DOCUMENT PASSAGE:
================

Before her graduate studies, Mariana clerked for judge José Ramón Cossío Díaz at the Supreme Court of Mexico (2010-2014). Mariana’s research interests are in the field of public law, specifically, constitutional law, comparative constitutional law and constitutional theory. In her research, she explores the relationship between constitutionalism, constitutional design and democracy and how political norms and practices shape legal institutions.
Nicola Tommasini is reading for a Dphil at the University of Oxford, Exeter College. He holds the following degrees: LLM, Yale Law School (2020); MPhil, University of São Paulo (2018); BA, Pontifical Catholic University of São Paulo (2017). Nicola is also an Associate Researcher at Fundação Getúlio Vargas-SP and has held multiple scholarships in Brazil. His main fields of interest are comparative constitutional law, constitutional change, institutional design and democratic theory.
Currently, Nicola is invested in the research of legislative obligations and their enforcement. Under the supervision of Professor Nicholas Barber, his thesis investigates how constitutions establish obligations towards the legislature and what courts may do and have done when legislatures fail to fulfill these constitutional obligations. Nicola is also engaged in the study of unconstitutional constitutional amendments. He is currently putting together a database that gathers all constitutional review decisions of constitutional amendments in the world in an attempt to better understand unconstitutional constitutional amendments from a quantitative perspective.
Luz Orozco-y-Villa is a Dphil candidate at the Faculty of Law at the University of Oxford and a nonresident scholar at the Baker Institute for Public Policy (Center for the United States and Mexico). Her research focuses on the intersection of constitutional law and emerging technologies, specifically the constitutionalisation of digital platforms and online content moderation. She is a research assistant at the Bonavero Institute of Human Rights and a teaching assistant at the Oxford Internet Institute.
Before joining Oxford, Luz served as a career clerk for the Mexican Supreme Court of Justice and as a research advisor at the Gender Equality Program of the Federal Judicial Council. She earned an LLM from Columbia Law School as a Fulbright grantee and Bretzfelder scholar, and holds an LLB from the Instituto Tecnológico Autónomo de México (ITAM). Her master and doctoral studies have been funded by the Mexican National Council of Science and Technology.

================

INFORMATION SHOWN:
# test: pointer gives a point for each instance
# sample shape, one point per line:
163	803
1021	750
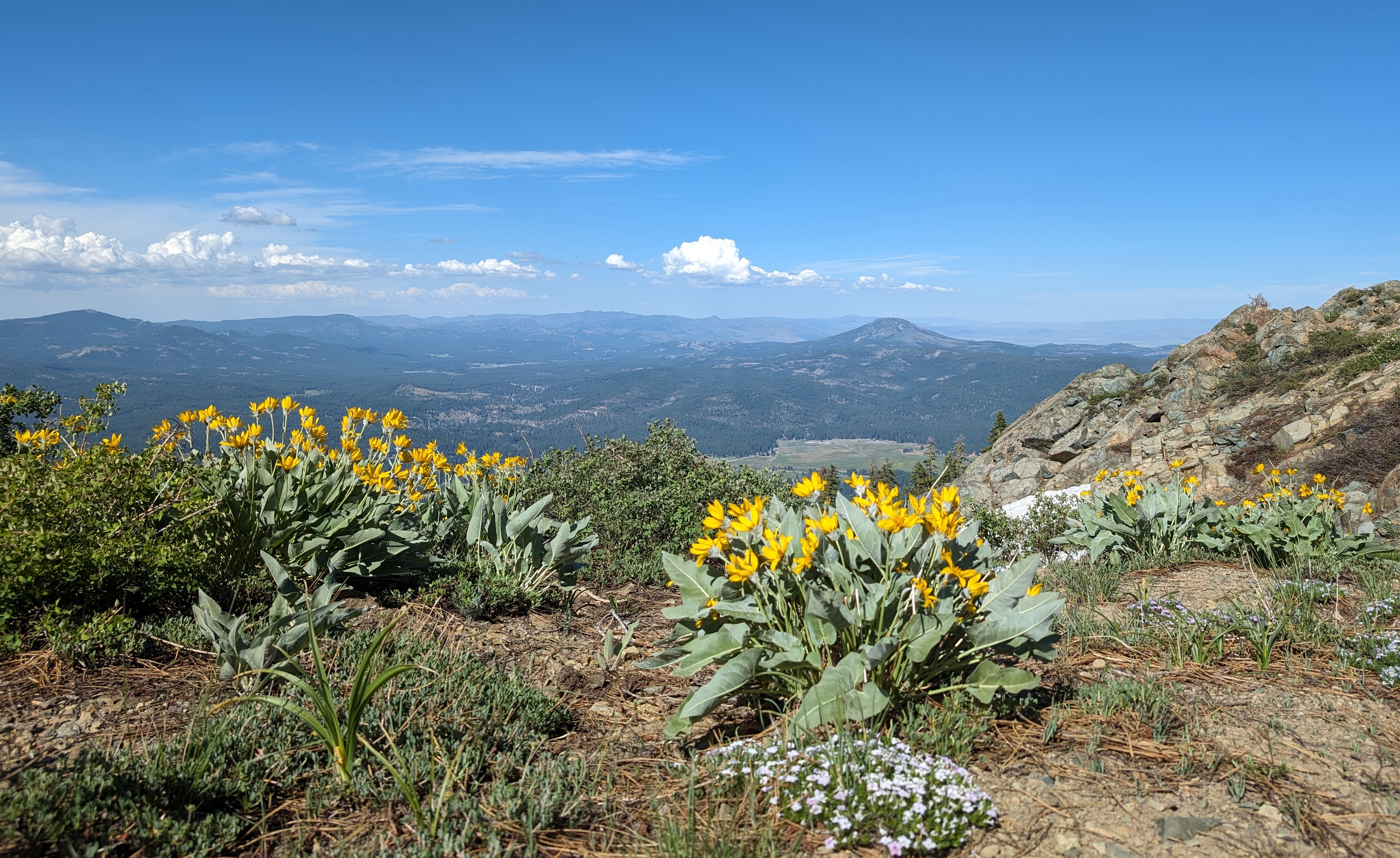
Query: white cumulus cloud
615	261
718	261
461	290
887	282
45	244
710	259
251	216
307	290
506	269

================

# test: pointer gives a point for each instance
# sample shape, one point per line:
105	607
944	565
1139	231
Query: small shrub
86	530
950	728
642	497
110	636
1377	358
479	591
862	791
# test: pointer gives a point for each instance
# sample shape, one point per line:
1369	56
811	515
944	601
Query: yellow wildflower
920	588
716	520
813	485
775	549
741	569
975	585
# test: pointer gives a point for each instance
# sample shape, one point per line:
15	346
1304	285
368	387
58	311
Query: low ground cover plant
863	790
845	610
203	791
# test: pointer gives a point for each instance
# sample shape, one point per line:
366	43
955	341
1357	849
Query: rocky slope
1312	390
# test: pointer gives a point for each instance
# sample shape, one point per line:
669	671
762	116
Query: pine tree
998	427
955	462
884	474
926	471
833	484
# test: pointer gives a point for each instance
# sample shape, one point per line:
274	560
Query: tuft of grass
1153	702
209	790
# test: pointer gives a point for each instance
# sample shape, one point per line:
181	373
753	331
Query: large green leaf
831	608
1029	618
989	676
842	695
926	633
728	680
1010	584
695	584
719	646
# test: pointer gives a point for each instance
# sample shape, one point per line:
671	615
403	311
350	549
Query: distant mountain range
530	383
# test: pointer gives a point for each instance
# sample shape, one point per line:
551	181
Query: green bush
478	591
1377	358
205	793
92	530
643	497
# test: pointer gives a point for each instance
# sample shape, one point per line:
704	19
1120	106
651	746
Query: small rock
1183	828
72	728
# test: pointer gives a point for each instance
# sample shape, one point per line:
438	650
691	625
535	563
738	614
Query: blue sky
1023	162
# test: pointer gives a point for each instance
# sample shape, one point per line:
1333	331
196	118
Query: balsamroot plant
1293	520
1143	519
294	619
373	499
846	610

================

USING THE INFORMATION:
- a) Copy the scholar profiles from "Before joining Oxford, Luz" to "Science and Technology.".
- b) In the scholar profiles, who supervises Nicola Tommasini's thesis?

SOLVED TASKS:
- a)
Before joining Oxford, Luz served as a career clerk for the Mexican Supreme Court of Justice and as a research advisor at the Gender Equality Program of the Federal Judicial Council. She earned an LLM from Columbia Law School as a Fulbright grantee and Bretzfelder scholar, and holds an LLB from the Instituto Tecnológico Autónomo de México (ITAM). Her master and doctoral studies have been funded by the Mexican National Council of Science and Technology.

- b) Professor Nicholas Barber